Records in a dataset
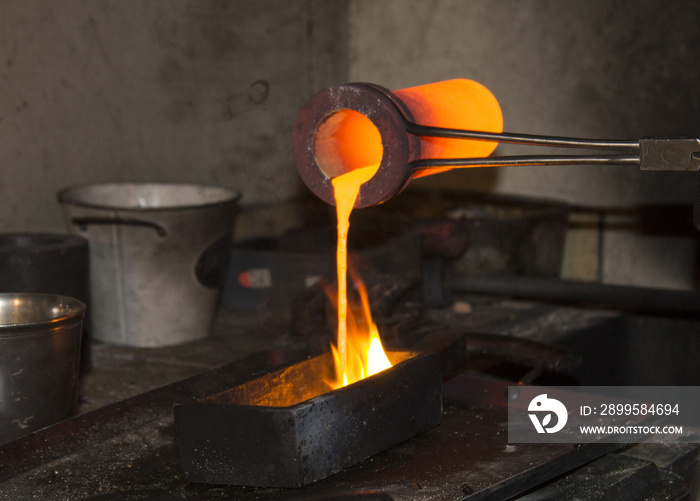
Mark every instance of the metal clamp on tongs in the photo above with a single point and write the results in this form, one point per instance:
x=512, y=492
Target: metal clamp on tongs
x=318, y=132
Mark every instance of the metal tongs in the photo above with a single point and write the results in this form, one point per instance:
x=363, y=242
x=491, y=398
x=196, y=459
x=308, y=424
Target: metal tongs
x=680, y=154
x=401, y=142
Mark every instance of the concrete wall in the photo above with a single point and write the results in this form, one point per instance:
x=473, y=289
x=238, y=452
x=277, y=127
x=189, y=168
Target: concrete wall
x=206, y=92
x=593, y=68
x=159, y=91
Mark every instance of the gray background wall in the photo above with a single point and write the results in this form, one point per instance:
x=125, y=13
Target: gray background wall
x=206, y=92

...

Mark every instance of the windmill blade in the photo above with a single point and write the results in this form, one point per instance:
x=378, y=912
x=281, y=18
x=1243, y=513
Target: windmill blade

» **AIM**
Update the material from the line containing "Mark every instance of the windmill" through the line containing "Target: windmill blade": write those lines out again with "single point" changed to "single marker" and nothing else altered.

» **FULL RESPONSE**
Mark every instance of the windmill blade in the photo above with a single marker and write the results in this form, one point per instance:
x=378, y=912
x=281, y=18
x=1243, y=513
Target: windmill blade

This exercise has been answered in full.